Top of Excerpted passage

Fun math jokes and puns for students
Little fun never kills anybody, even during classes or doing homework. Moreover, it helps kids to understand some of the topics better and memorize them without any difficulties. For example, math jokes develop analytical skills and creativity at the same time. There are geometry, counting, statistics, and algebraic jokes, etc. — you can choose anything that is suitable for your child. Such activities can lighten up kids’ mood and make them focused on solving problems or making calculations afterward. Now we are ready to present you 40 math jokes that will brighten up the learning process for your kid.
Q: What do mathematicians eat in fall?
A: Pumpkin Pi.
Q: What’s wrong with the math students’ book? Why is it sad?
A: Because of all the problems it has.
Q: Why do trees avoid mathematics?
A: It makes their roots square.
Q: Has a statistic scientist told you a joke?
A: Probably.
Q: Two 4’s declined to eat lunch. Why?
A: They have already eight.
Q: Why doesn’t the triangle want to make friends with the circle?
A: It’s just pointless.
Q: Which number can never go down?
A: Our age.
Q: Why cannot 5 and 12 become wife and husband?
A: They are under 18.
Q: Why did the right triangle want an icy drink?
A: Because it was 90 degrees.
Q: The more you take from it, the larger it gets — what is it?
A: A hole.
Q: Why is the love story of two parallel lines so tragic?
A: They can never meet.
Q: What is the easiest way to get warm in a cold house?
A: Stand in the corner — it is always 90 degrees!
Q: Why is the obtuse triangle angry?
A: It has never been right.
Q: What is the compliment that the 0 says to the 8?
A: Cool belt!
Q: Why is the equal sign so timid?
A: It knows that it is not greater than anyone else.
Q: I am good at counting, geometry, and statistics!
A: However, graphing is where I draw the line!

Bottom of Excerpted passage
Top of Data

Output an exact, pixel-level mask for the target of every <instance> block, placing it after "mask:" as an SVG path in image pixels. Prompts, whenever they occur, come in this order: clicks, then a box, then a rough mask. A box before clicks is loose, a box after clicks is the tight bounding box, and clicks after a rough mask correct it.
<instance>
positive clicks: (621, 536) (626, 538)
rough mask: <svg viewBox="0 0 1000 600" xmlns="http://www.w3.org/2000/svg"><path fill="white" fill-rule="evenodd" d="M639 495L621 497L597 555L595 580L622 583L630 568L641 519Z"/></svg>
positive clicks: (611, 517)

Bottom of Data

Work item
According to the math jokes page, why are jokes worth bringing into classes or homework? Answer in one to three sentences. The entries aren't needed for this.

Exercise result
Jokes help kids understand some topics better and memorize them easily, and they develop analytical skills and creativity at the same time. They also lighten kids' mood, which leaves them focused on solving problems and making calculations afterward.